** START **

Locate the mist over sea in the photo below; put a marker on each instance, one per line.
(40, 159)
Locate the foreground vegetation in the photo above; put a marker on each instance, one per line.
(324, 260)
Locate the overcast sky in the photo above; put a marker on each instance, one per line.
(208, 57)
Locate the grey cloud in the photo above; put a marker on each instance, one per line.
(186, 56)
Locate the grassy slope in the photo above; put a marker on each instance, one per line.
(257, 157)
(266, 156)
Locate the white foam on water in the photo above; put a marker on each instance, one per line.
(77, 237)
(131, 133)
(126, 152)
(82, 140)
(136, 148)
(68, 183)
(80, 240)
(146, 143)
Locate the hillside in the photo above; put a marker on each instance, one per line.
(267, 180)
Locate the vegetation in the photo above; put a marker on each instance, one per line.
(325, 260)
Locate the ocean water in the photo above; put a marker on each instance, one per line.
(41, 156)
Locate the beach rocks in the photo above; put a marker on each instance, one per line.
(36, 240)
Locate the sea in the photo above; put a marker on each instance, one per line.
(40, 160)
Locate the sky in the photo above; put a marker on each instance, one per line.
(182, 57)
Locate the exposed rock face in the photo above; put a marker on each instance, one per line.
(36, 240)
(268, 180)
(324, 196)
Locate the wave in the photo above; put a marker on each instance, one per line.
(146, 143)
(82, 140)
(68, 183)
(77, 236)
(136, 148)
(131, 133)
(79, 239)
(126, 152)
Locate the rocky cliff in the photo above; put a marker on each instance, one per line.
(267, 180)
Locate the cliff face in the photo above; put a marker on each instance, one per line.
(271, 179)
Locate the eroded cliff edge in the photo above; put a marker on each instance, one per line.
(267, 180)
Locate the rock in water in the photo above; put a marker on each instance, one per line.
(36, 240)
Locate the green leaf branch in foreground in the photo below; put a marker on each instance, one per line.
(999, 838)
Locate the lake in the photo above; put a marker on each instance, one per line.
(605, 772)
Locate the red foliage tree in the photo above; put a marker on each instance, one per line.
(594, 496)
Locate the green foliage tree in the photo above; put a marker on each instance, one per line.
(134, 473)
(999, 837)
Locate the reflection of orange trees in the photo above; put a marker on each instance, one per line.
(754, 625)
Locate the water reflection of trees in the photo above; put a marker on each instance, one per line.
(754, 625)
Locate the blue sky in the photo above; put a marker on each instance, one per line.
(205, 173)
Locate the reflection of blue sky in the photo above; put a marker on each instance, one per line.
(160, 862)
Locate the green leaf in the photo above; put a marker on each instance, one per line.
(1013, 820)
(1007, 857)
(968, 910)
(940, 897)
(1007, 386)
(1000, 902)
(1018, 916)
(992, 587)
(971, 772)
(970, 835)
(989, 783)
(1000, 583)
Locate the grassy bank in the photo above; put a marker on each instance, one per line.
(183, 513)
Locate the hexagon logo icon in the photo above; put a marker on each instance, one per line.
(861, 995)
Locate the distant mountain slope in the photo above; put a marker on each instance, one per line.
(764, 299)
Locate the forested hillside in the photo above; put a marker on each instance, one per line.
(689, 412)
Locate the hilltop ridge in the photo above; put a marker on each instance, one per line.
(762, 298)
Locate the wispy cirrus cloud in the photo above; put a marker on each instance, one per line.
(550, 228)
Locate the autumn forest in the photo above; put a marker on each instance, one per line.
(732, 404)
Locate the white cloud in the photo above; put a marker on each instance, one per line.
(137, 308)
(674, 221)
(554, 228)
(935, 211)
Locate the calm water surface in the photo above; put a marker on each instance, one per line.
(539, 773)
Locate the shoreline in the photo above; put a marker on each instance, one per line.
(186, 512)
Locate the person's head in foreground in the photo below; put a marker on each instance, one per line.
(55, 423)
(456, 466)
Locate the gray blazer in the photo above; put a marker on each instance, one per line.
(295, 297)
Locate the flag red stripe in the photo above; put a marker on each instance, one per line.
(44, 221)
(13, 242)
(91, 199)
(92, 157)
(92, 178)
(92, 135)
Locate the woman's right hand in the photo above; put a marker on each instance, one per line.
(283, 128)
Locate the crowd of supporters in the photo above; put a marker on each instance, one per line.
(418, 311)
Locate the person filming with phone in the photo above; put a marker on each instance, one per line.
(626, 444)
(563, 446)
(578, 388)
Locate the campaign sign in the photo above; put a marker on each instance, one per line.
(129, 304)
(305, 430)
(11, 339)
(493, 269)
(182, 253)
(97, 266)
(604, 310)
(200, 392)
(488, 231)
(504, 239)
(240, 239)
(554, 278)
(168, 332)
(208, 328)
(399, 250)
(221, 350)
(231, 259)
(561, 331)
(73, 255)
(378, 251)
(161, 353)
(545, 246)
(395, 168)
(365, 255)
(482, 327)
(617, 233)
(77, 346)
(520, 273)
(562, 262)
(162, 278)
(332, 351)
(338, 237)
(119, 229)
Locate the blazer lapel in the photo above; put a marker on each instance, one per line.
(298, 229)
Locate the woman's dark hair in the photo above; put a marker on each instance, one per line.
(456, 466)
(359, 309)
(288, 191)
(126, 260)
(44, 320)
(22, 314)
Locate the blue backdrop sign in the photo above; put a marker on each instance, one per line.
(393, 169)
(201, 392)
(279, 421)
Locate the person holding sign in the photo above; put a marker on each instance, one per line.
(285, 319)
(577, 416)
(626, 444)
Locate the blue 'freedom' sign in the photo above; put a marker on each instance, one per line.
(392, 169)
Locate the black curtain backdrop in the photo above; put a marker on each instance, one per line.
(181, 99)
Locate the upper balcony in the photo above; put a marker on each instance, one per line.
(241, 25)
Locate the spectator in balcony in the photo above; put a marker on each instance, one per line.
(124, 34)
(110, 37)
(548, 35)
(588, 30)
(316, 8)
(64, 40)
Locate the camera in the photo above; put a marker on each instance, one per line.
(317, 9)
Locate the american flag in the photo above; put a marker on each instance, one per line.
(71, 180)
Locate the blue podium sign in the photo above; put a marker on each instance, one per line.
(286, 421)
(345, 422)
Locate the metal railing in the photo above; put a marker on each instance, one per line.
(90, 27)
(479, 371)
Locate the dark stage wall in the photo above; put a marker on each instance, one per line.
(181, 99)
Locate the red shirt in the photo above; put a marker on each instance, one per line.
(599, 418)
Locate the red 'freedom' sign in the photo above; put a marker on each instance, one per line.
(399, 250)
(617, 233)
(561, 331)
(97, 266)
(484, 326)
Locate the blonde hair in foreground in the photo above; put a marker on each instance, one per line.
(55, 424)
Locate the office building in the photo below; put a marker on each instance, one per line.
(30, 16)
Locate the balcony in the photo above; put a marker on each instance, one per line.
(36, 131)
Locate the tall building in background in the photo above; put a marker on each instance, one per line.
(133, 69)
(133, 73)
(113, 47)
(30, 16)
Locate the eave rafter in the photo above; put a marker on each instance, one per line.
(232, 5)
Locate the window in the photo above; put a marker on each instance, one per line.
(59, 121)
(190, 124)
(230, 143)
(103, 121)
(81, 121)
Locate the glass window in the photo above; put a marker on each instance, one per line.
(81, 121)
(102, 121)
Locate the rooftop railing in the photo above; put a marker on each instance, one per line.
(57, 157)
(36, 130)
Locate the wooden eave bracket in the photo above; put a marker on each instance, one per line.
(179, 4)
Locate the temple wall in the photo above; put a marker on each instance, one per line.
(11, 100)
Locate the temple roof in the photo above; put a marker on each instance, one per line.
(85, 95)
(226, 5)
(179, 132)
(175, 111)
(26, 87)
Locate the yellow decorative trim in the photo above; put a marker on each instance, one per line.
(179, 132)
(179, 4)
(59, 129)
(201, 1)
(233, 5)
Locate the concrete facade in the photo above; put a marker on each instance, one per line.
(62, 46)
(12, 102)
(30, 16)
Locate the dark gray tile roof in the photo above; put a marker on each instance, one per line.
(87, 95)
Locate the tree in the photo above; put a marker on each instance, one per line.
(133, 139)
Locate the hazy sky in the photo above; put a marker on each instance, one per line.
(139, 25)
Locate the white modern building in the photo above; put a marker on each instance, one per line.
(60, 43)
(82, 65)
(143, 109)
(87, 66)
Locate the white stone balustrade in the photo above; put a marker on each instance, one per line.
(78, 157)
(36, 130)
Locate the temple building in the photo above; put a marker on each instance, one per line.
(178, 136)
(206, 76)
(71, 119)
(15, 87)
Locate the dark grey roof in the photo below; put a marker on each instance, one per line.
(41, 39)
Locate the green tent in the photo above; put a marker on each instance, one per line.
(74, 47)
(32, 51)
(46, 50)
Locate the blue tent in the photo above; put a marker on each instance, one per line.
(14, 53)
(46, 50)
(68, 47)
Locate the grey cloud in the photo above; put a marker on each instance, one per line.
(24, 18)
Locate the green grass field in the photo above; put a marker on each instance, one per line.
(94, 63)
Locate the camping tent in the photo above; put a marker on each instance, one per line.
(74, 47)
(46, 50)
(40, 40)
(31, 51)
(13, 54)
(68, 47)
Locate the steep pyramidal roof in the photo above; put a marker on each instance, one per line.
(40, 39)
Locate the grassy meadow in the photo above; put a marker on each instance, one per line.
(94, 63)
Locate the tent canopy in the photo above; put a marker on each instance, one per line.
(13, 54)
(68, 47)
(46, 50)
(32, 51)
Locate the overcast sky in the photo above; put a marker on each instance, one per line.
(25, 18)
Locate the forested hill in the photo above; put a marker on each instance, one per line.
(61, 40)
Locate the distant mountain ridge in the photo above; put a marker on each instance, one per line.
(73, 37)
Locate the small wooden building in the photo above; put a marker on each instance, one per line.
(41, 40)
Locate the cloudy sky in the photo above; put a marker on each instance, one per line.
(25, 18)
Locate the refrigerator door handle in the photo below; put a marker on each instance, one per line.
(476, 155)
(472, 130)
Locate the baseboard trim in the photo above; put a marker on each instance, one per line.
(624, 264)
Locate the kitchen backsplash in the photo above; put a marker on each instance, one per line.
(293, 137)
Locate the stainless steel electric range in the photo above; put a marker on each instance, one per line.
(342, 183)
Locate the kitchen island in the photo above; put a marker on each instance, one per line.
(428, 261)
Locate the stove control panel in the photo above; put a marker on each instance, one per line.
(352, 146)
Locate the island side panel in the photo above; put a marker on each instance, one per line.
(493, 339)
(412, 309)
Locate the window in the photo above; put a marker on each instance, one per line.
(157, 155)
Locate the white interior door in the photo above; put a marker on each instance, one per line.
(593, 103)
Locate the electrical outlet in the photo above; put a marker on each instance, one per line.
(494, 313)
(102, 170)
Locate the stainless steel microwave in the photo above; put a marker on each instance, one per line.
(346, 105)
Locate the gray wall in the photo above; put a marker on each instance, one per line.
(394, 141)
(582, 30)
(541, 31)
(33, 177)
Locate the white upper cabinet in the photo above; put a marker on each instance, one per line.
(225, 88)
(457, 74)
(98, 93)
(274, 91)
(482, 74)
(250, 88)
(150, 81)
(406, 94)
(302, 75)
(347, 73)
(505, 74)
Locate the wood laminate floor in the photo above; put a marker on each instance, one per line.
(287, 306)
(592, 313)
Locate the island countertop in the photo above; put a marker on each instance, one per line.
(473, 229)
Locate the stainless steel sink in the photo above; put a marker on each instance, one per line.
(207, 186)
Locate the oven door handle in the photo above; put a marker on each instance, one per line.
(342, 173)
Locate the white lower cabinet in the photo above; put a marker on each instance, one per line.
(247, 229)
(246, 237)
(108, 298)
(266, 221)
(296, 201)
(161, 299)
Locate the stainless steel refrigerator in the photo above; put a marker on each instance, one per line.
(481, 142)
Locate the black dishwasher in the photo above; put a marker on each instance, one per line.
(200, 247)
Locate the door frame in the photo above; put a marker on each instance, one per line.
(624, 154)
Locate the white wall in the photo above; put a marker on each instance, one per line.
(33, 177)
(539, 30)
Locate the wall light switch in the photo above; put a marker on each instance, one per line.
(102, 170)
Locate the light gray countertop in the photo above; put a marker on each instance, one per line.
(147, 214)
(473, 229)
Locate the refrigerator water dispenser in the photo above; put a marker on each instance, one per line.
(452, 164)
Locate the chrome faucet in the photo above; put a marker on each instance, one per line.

** END **

** EXERCISE TASK **
Give back the lines of the listing from the one with "Locate the island countertop" through the end, both included, exactly as written and with nothing added.

** REPLY **
Locate the island countertop in the photo above; put a marker on each instance, one per line.
(473, 229)
Locate the stainless steel sink in the photo above; put a marker on each instance, one per line.
(207, 186)
Locate the oven door handle in the photo above; put a marker on each instance, one per line.
(342, 173)
Locate the white lower cabinet in the photo above; put a marker on each instance, one per line.
(247, 229)
(246, 237)
(108, 298)
(266, 221)
(296, 201)
(161, 299)
Locate the stainless steel refrigerator in the photo above; put a marker on each instance, one per line.
(481, 142)
Locate the black dishwasher in the photo above; put a marker on each instance, one per line.
(200, 247)
Locate the door frame in the photo above; put a marker on each instance, one per line.
(624, 154)
Locate the white wall in the photo above; put a marker on each instance, one per line.
(33, 177)
(539, 30)
Locate the wall light switch in the photo above; put a marker on each instance, one per line.
(102, 170)
Locate the light gray countertop in the photo above; put a marker on each instance, one per line.
(147, 214)
(473, 229)
Locate the refrigerator water dispenser in the photo above; put a marker on each instance, one per line.
(452, 164)
Locate the chrome faucet in the photo above; put a marker on each instance, one per line.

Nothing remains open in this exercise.